- SUPPLIED ENTRIES -
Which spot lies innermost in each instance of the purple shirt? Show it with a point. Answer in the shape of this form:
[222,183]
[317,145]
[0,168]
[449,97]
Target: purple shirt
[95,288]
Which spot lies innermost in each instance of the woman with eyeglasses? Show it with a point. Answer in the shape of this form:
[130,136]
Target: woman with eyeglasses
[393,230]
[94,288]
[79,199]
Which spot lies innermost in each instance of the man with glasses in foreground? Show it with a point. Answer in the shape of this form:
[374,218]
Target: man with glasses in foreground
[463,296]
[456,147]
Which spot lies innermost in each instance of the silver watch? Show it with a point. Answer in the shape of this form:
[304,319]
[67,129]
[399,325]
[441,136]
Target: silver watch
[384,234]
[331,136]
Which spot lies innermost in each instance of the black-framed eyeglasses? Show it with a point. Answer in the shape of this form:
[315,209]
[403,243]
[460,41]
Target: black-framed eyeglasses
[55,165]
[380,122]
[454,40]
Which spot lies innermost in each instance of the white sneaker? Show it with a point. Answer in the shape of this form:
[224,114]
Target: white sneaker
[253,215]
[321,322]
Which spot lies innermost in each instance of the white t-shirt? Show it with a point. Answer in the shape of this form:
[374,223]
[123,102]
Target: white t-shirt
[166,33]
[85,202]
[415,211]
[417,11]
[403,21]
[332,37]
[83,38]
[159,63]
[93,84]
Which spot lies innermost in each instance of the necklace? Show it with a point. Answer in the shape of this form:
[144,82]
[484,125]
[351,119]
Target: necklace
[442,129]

- TASK DESCRIPTION -
Rewrite the rows from the line containing "Which spot lies innermost in each instance of the necklace?" through the end of the rows, inclusive, changing "necklace" to "pendant" wherever it occurs and leaving everything else unchanged.

- WRITTEN SOLUTION -
Which spot lies innermost in each instance of the pendant? Show it with a point. Answer in the shape of this form:
[144,82]
[484,125]
[351,119]
Target: pendant
[442,129]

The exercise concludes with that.